## WHAT THE TASK ASKS
Render every line of the data below as a string in a single JSON list, one string per line, with blank lines omitted.
▼
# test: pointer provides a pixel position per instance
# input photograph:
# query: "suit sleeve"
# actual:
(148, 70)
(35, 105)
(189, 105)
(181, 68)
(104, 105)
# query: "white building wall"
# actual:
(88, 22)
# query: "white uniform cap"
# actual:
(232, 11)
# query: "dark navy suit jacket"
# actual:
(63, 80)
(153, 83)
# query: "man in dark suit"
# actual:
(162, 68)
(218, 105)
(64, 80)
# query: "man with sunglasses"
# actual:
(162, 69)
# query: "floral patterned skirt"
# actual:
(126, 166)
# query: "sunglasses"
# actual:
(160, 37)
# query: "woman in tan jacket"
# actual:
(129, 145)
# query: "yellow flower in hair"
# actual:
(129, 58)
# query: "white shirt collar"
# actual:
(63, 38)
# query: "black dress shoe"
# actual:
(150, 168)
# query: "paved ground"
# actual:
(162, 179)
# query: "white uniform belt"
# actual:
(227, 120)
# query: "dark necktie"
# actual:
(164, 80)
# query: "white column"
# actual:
▲
## TASK RESPONSE
[
  "# test: pointer provides a pixel position per instance",
  "# input photograph:",
  "# query: \"suit sleeve\"",
  "# actual:",
  "(148, 70)",
  "(35, 105)",
  "(189, 105)",
  "(181, 68)",
  "(104, 105)",
  "# query: \"white building wall\"",
  "# actual:",
  "(88, 22)",
  "# query: \"white uniform cap\"",
  "# actual:",
  "(232, 11)",
  "# query: \"dark navy suit jacket\"",
  "# actual:",
  "(63, 80)",
  "(153, 83)",
  "# query: \"man in dark suit\"",
  "# actual:",
  "(162, 68)",
  "(218, 105)",
  "(64, 80)",
  "# query: \"man with sunglasses\"",
  "# actual:",
  "(162, 69)",
  "# query: \"floral patterned skirt\"",
  "# actual:",
  "(126, 166)",
  "# query: \"sunglasses\"",
  "# actual:",
  "(160, 37)",
  "# query: \"woman in tan jacket\"",
  "# actual:",
  "(129, 145)",
  "# query: \"yellow flower in hair\"",
  "# actual:",
  "(129, 58)",
  "# query: \"white shirt collar\"",
  "# actual:",
  "(63, 38)",
  "# query: \"black dress shoe\"",
  "# actual:",
  "(150, 168)",
  "# query: \"paved ground\"",
  "# actual:",
  "(162, 179)",
  "# query: \"white uniform belt\"",
  "# actual:",
  "(227, 120)",
  "# query: \"dark necktie\"",
  "# actual:",
  "(164, 80)",
  "# query: \"white column\"",
  "# actual:"
]